DOCUMENT SECTION =>
BEGIN
This is my biggest passion in life outside of my family and my businesses. Not only is it enjoyable, but it is something that has been a great help to my career. There are many skills that I have learnt through sport that I have transferred to the world of business.
Probably the most important learning from sport is the concept of working as a team, i.e. for any team to function well, all the individual members need to understand their roles and responsibilities clearly and be able to perform these to a high level for the team as a whole to succeed. As much as this appears to be stating the obvious, good and bad teamwork is all the more measurable when played out in the context of a game where there is a clear winner and loser.
And then there is the balancing act of managing people. Sport taught me that one management style doesn’t work for every person – that the truly great leaders are the ones who are flexible enough to adjust their style in order to get the best out of each person in their team. Long before I had to manage staff in an office environment, I was learning these things the hard way on the cricket field. My experience as a cricket captain has undoubtedly shaped the way I do business.
Beyond the tactical side of sport, there are of course the physical and mental benefits of participating. The Social Science & Medicine journal published a report which showed that physical activity had a direct effect on long-term income and earnings. In a wide-ranging study, researchers found that being physically active positively influenced long-term income, with males who kept to a fitness regime earning some 14-17% more than those who were less active.
This is no surprise to me – a simple run on Wimbledon Common has always worked wonders for my productivity. In fact running is pretty much the only sport I participate in these days, simply because I can do it when I want and I don’t have to co-ordinate with anyone. But I really do miss the camaraderie I used to enjoy when playing for my local teams.
I’ve spent a big portion of my life playing and watching cricket. Although as a player I didn’t get beyond the level of enthusiastic amateur, I certainly took it seriously. For many years I played between the 1st and 2nd XI of my local cricket team, Spencer CC, and also captained the 2nd XI for one season. In recent years I qualified as a level-one cricket coach.
As a watcher, I was hooked the moment I bunked off school to watch the 1979 World Cup semi-final between West Indies and Pakistan at the Oval. Back then, the atmosphere at the Oval was special when the West Indies were in town, helped in no small part by the burgeoning local Caribbean community. Victory for the West Indies was certainly not the result I wanted, but the occasion was something else. And the cricket was too. At the time, it was one of the highest-scoring matches that one-day cricket had ever seen.
END
EXCERPTED RECORDS =>
BEGIN
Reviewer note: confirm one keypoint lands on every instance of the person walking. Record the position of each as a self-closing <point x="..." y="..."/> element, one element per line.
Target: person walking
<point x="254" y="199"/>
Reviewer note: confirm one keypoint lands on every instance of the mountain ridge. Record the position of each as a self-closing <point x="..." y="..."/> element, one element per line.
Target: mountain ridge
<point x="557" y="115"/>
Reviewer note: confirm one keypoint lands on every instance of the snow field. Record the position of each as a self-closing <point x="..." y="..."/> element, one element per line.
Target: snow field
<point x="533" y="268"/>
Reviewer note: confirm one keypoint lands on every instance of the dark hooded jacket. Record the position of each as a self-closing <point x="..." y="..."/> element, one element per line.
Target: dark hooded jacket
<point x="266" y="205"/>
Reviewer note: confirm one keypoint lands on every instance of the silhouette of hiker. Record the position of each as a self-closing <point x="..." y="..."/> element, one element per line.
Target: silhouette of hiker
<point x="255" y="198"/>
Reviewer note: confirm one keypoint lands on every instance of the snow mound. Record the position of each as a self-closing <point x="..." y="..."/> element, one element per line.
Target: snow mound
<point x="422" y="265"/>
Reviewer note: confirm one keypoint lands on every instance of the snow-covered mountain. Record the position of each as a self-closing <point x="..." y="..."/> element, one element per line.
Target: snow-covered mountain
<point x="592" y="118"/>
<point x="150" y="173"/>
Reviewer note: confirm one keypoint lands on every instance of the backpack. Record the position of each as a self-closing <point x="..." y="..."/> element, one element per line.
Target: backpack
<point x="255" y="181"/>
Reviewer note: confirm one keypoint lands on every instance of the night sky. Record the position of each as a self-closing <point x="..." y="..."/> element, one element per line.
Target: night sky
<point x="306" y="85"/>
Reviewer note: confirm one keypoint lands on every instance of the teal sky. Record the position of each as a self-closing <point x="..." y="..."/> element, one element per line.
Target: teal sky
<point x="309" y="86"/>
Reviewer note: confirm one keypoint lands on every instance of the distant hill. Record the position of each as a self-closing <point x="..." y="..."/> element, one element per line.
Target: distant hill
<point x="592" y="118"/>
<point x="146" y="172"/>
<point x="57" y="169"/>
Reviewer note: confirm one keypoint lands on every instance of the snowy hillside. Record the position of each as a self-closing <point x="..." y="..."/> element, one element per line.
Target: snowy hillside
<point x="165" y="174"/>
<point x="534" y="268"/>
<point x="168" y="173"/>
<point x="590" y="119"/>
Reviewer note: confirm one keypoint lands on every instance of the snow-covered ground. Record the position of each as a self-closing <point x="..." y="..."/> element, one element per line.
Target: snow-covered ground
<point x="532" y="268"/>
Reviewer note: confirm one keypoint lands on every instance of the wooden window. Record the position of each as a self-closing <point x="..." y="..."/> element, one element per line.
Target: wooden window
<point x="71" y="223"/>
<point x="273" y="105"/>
END
ASSIGNED TASK A => Reproduce the passage of the piece on sport and business starting at "I’ve spent a" and ending at "had ever seen.".
ASSIGNED TASK B => Condense the paragraph of the piece on sport and business that begins "I’ve spent a big portion of my life" into a short bulleted list, keeping its main facts.

RESPONSE BOX A =>
I’ve spent a big portion of my life playing and watching cricket. Although as a player I didn’t get beyond the level of enthusiastic amateur, I certainly took it seriously. For many years I played between the 1st and 2nd XI of my local cricket team, Spencer CC, and also captained the 2nd XI for one season. In recent years I qualified as a level-one cricket coach.
As a watcher, I was hooked the moment I bunked off school to watch the 1979 World Cup semi-final between West Indies and Pakistan at the Oval. Back then, the atmosphere at the Oval was special when the West Indies were in town, helped in no small part by the burgeoning local Caribbean community. Victory for the West Indies was certainly not the result I wanted, but the occasion was something else. And the cricket was too. At the time, it was one of the highest-scoring matches that one-day cricket had ever seen.

RESPONSE BOX B =>
- Has spent a large part of life playing and watching cricket.
- As a player, never got beyond the level of enthusiastic amateur but took the game seriously.
- For many years played between the 1st and 2nd XI of the local club, Spencer CC.
- Captained the 2nd XI for one season.
- In recent years qualified as a level-one cricket coach.